↓

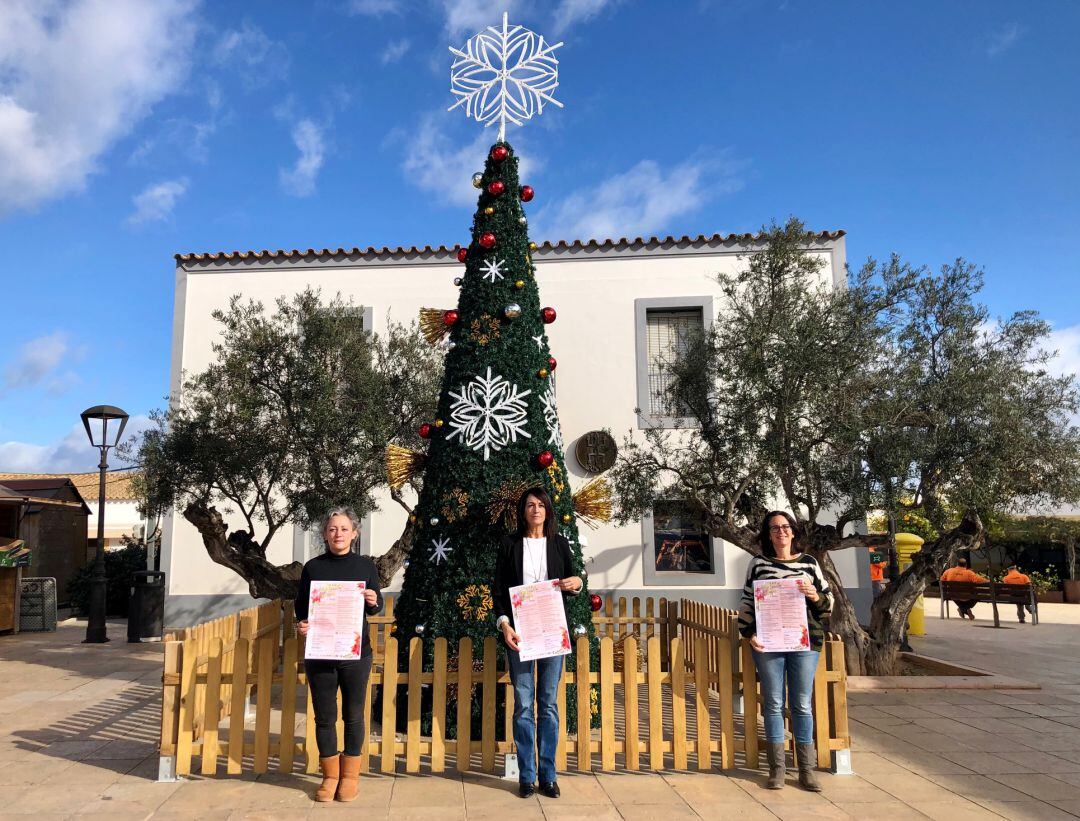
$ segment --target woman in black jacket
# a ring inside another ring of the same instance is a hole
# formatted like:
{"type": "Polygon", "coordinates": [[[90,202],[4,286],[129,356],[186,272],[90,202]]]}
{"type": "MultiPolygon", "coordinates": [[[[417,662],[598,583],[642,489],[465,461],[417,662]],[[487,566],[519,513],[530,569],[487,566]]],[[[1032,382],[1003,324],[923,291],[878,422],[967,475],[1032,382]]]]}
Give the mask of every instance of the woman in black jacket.
{"type": "Polygon", "coordinates": [[[540,792],[550,798],[559,795],[555,775],[558,743],[558,682],[563,657],[522,661],[521,636],[514,630],[510,589],[518,584],[558,579],[563,595],[577,595],[584,587],[576,575],[570,542],[555,529],[555,511],[542,487],[522,494],[517,502],[517,534],[504,536],[495,562],[496,625],[507,645],[510,677],[514,684],[514,742],[517,745],[518,795],[534,794],[539,748],[540,792]],[[534,675],[536,683],[534,684],[534,675]],[[539,710],[539,723],[534,712],[539,710]]]}
{"type": "MultiPolygon", "coordinates": [[[[296,628],[308,634],[308,598],[312,581],[363,581],[364,611],[374,616],[382,609],[379,573],[367,556],[353,552],[360,536],[360,520],[351,508],[335,508],[323,520],[326,551],[303,566],[296,593],[296,628]]],[[[360,658],[352,661],[308,659],[303,662],[315,713],[315,742],[323,782],[316,802],[351,802],[360,789],[360,749],[364,743],[364,698],[372,673],[372,643],[364,630],[360,658]],[[337,694],[341,690],[345,723],[345,752],[337,746],[337,694]]]]}

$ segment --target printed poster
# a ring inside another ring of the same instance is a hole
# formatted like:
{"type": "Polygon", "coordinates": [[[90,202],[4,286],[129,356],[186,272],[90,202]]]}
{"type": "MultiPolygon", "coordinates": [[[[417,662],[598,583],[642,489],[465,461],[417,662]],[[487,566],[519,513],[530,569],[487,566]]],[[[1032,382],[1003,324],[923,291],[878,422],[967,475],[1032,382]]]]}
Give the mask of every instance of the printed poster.
{"type": "Polygon", "coordinates": [[[364,643],[364,581],[312,581],[306,659],[351,661],[364,643]]]}
{"type": "Polygon", "coordinates": [[[570,652],[570,633],[566,629],[566,608],[558,579],[521,584],[510,589],[514,630],[522,637],[522,661],[566,656],[570,652]]]}
{"type": "Polygon", "coordinates": [[[755,581],[754,617],[757,641],[766,652],[810,649],[807,598],[797,579],[755,581]]]}

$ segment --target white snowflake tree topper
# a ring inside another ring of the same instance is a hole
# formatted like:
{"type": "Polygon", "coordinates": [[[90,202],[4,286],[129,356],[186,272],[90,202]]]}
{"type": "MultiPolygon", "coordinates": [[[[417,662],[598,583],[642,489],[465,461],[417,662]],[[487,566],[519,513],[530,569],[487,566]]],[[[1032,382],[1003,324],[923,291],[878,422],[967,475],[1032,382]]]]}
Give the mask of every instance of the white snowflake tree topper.
{"type": "Polygon", "coordinates": [[[464,106],[465,116],[484,123],[499,123],[499,142],[507,122],[521,125],[543,112],[545,103],[563,104],[552,94],[558,88],[558,60],[563,43],[545,43],[543,36],[524,26],[488,26],[468,40],[464,51],[450,46],[457,59],[450,66],[450,93],[458,99],[448,110],[464,106]]]}
{"type": "Polygon", "coordinates": [[[450,547],[449,539],[432,539],[431,540],[431,560],[435,564],[442,564],[444,561],[450,557],[450,552],[454,548],[450,547]]]}
{"type": "Polygon", "coordinates": [[[532,391],[523,391],[498,374],[477,376],[457,392],[450,405],[450,434],[447,440],[461,438],[461,443],[473,450],[484,452],[484,461],[491,450],[501,450],[518,436],[532,439],[525,430],[528,403],[525,398],[532,391]]]}
{"type": "Polygon", "coordinates": [[[496,263],[494,259],[486,259],[481,265],[481,270],[484,272],[484,279],[488,282],[495,282],[496,280],[502,279],[502,266],[507,264],[505,259],[500,259],[496,263]]]}

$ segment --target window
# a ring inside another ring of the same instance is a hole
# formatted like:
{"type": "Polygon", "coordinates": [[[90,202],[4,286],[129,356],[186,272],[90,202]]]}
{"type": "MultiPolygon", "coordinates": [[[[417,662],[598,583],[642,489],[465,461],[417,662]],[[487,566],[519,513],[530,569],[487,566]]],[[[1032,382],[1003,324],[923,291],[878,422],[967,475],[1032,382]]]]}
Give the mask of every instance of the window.
{"type": "Polygon", "coordinates": [[[659,573],[712,573],[712,539],[704,522],[684,502],[657,502],[652,511],[653,567],[659,573]]]}
{"type": "Polygon", "coordinates": [[[667,393],[671,365],[686,355],[696,334],[708,329],[712,315],[711,296],[634,300],[639,428],[686,428],[694,423],[689,410],[667,393]]]}
{"type": "Polygon", "coordinates": [[[667,393],[674,381],[671,365],[681,360],[694,334],[704,329],[700,308],[677,311],[650,310],[645,313],[645,339],[649,368],[649,415],[686,417],[689,410],[676,405],[667,393]]]}

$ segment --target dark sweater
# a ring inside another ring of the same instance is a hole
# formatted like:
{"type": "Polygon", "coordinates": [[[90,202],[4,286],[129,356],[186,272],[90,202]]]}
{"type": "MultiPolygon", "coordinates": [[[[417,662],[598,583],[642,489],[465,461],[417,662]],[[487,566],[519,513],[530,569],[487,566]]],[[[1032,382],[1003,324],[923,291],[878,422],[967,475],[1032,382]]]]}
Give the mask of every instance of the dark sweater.
{"type": "MultiPolygon", "coordinates": [[[[368,590],[374,590],[378,601],[374,606],[368,605],[364,613],[375,616],[382,609],[382,592],[379,590],[379,571],[367,556],[359,553],[346,553],[335,555],[328,550],[322,555],[318,555],[303,565],[303,573],[300,574],[300,588],[296,591],[296,620],[303,621],[308,618],[308,600],[311,596],[312,581],[364,581],[368,590]]],[[[364,631],[364,644],[361,647],[361,657],[372,655],[372,640],[368,631],[364,631]]]]}
{"type": "Polygon", "coordinates": [[[750,638],[757,632],[754,618],[754,582],[766,579],[808,578],[818,589],[818,601],[807,600],[807,631],[810,647],[820,650],[825,643],[824,619],[833,610],[833,592],[828,589],[825,574],[818,560],[809,553],[783,562],[771,556],[754,556],[746,568],[746,583],[743,586],[742,606],[739,608],[739,632],[750,638]]]}

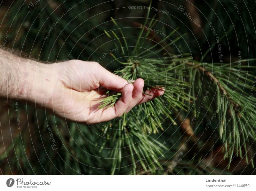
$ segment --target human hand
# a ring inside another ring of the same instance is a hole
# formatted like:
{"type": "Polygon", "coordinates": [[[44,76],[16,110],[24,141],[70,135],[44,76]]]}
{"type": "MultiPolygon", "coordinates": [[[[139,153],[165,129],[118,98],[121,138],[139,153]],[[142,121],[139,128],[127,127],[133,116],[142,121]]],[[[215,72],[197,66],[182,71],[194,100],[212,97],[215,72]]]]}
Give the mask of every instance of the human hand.
{"type": "Polygon", "coordinates": [[[143,95],[143,79],[128,84],[94,62],[36,62],[27,67],[29,69],[28,77],[24,78],[25,86],[22,86],[26,93],[21,92],[19,98],[79,123],[94,123],[120,117],[136,105],[163,93],[155,90],[148,90],[143,95]],[[114,106],[100,109],[99,101],[107,96],[106,89],[104,92],[102,87],[121,92],[122,97],[114,106]]]}

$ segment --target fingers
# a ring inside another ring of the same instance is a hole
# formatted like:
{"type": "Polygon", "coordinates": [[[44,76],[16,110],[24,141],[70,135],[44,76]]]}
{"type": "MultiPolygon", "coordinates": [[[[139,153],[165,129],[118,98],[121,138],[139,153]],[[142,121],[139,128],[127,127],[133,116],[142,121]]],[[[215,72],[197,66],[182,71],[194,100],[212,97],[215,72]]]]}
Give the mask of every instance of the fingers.
{"type": "Polygon", "coordinates": [[[129,112],[132,107],[138,104],[142,99],[143,95],[144,80],[141,78],[139,78],[134,82],[133,84],[132,100],[130,103],[126,112],[129,112]]]}
{"type": "Polygon", "coordinates": [[[100,121],[105,121],[121,116],[128,108],[132,100],[133,86],[127,84],[122,91],[122,97],[115,104],[114,106],[102,111],[100,121]]]}
{"type": "Polygon", "coordinates": [[[144,86],[144,81],[140,78],[136,80],[133,85],[125,85],[122,91],[122,97],[113,107],[102,110],[100,121],[105,121],[120,117],[125,112],[128,112],[136,105],[161,96],[164,92],[163,90],[162,91],[155,89],[147,90],[146,94],[143,95],[144,86]]]}
{"type": "Polygon", "coordinates": [[[100,84],[108,89],[121,92],[128,84],[127,81],[120,76],[110,72],[100,66],[100,84]]]}
{"type": "Polygon", "coordinates": [[[164,89],[163,90],[159,90],[159,89],[155,88],[150,90],[147,90],[143,95],[143,97],[140,100],[139,104],[148,101],[157,97],[161,96],[164,94],[164,89]]]}

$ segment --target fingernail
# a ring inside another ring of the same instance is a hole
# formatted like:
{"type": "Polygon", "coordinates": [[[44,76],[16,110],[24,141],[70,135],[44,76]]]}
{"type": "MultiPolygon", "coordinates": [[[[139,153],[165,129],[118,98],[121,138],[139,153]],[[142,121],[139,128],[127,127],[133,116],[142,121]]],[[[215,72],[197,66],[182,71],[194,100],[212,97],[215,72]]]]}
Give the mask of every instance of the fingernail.
{"type": "Polygon", "coordinates": [[[127,88],[127,87],[126,87],[126,86],[124,86],[124,97],[126,97],[127,95],[127,93],[128,93],[128,88],[127,88]]]}

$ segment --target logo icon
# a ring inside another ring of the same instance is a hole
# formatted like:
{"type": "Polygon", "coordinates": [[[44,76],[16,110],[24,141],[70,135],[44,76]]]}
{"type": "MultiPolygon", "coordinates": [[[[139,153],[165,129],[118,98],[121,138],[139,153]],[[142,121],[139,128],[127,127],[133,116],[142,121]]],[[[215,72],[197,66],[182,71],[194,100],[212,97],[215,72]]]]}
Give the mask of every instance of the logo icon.
{"type": "Polygon", "coordinates": [[[11,187],[14,184],[14,179],[9,179],[6,181],[6,185],[8,187],[11,187]]]}

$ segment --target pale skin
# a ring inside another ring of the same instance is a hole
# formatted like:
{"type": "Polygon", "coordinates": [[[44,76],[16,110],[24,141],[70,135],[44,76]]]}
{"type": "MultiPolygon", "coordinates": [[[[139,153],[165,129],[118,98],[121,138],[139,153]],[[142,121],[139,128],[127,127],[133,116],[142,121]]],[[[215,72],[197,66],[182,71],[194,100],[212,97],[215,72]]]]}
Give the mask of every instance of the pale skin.
{"type": "Polygon", "coordinates": [[[26,101],[69,120],[88,124],[108,121],[164,93],[153,90],[144,94],[142,79],[129,84],[94,62],[46,64],[0,50],[0,97],[26,101]],[[99,101],[106,96],[102,87],[122,92],[122,96],[113,106],[99,109],[99,101]]]}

↑

• [Given task] How many lines in the items above contain the word "human"? Reply with the number alone.

• [Solution] 2